Point labeling dataset excerpts:
>>
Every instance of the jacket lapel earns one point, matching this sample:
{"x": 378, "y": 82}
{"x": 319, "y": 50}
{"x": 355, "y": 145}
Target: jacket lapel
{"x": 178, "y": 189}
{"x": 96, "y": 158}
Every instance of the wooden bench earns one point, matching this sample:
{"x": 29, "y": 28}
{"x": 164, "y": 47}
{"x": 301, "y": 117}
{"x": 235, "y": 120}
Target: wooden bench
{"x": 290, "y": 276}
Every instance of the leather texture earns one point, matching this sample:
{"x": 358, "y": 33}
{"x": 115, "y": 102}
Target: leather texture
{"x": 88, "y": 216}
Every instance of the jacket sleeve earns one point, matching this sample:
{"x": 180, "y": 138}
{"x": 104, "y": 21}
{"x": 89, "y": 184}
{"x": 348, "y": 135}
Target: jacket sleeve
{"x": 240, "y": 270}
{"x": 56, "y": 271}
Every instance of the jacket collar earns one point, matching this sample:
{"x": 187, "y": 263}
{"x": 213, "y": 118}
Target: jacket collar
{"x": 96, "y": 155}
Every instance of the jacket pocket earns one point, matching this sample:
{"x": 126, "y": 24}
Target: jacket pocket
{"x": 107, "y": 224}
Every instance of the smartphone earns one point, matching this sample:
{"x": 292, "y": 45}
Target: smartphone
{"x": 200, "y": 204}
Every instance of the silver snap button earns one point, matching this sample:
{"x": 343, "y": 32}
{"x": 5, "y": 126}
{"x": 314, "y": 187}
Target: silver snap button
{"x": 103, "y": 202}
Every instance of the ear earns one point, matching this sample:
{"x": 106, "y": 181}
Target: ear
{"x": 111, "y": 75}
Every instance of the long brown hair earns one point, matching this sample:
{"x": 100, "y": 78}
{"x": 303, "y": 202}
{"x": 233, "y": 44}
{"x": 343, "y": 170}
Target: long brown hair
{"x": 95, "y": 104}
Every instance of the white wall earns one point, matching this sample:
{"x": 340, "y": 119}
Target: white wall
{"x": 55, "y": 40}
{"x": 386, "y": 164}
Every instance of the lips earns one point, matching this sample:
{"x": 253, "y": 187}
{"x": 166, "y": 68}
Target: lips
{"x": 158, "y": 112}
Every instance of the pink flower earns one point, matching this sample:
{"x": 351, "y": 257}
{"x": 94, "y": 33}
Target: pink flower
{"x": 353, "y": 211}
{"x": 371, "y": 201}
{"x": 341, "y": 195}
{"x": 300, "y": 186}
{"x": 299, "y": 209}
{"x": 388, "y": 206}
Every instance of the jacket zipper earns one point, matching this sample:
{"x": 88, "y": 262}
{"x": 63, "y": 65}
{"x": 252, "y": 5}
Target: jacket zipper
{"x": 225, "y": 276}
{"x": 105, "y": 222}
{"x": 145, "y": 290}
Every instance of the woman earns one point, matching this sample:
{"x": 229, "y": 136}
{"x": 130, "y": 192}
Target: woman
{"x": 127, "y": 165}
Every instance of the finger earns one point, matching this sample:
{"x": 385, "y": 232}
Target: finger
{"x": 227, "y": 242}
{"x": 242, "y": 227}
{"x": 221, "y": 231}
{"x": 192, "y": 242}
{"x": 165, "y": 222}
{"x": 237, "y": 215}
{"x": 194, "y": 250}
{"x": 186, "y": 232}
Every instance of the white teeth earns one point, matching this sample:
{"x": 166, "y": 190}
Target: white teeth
<<
▶ **Instructions for the task**:
Copy the records again, starting with the line containing "Every instance of the jacket zipper" and going on through the end of the records, requests included. Shift every x and y coordinate in the answer points by adding 35, and leave the coordinates in the requests and their format samples unchanged.

▶ **The reply**:
Every instance of the jacket zipper earns one point, matching this sample:
{"x": 88, "y": 262}
{"x": 63, "y": 65}
{"x": 252, "y": 5}
Target: jacket zipper
{"x": 260, "y": 311}
{"x": 140, "y": 257}
{"x": 180, "y": 325}
Every instance of the woman earns one point, matching this sample:
{"x": 229, "y": 136}
{"x": 130, "y": 192}
Target: woman
{"x": 162, "y": 200}
Every instance of the finger earns one point, matching this sample:
{"x": 385, "y": 232}
Target: finger
{"x": 262, "y": 277}
{"x": 277, "y": 262}
{"x": 256, "y": 266}
{"x": 227, "y": 277}
{"x": 200, "y": 257}
{"x": 272, "y": 250}
{"x": 229, "y": 285}
{"x": 221, "y": 267}
Every instance of the white teeth earns one point, matching this sample:
{"x": 166, "y": 190}
Target: white teeth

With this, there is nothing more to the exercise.